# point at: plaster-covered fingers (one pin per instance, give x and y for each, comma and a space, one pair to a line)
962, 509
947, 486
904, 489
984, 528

→ **How to complete this task**
All of the material must be written out again without any change.

→ **Exercise result**
# point at: plaster-covered fingers (one pin per instance, give x and y for each, comma and a space, one pair to a line)
962, 509
947, 486
904, 489
984, 528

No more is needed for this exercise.